:: Available data ::

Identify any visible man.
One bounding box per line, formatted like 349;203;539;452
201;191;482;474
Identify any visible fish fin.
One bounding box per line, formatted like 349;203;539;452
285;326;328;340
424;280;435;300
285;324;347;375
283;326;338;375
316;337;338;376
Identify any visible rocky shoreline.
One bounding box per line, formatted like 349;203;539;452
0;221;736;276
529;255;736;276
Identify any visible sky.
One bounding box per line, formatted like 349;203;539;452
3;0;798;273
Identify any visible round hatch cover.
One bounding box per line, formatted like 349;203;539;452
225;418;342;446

:::

## Problem to work on
Repeat the data in full. Alter nothing.

## Exercise response
Identify any visible man.
One bounding box per line, formatted like 349;203;539;452
201;191;482;474
Identify any visible fish fin.
One bounding box per line, formatted like 349;203;539;452
285;326;328;340
424;280;435;300
285;324;347;375
283;326;338;375
316;337;338;376
Identify any visible rocky shoreline.
One bounding box per line, formatted like 349;203;539;452
0;221;736;276
529;255;736;276
Identify any visible sky.
One bounding box per line, formatted like 349;203;539;452
3;0;798;273
Identify any visible round hatch cover.
One bounding box per line, formatted like 349;203;539;452
225;418;342;446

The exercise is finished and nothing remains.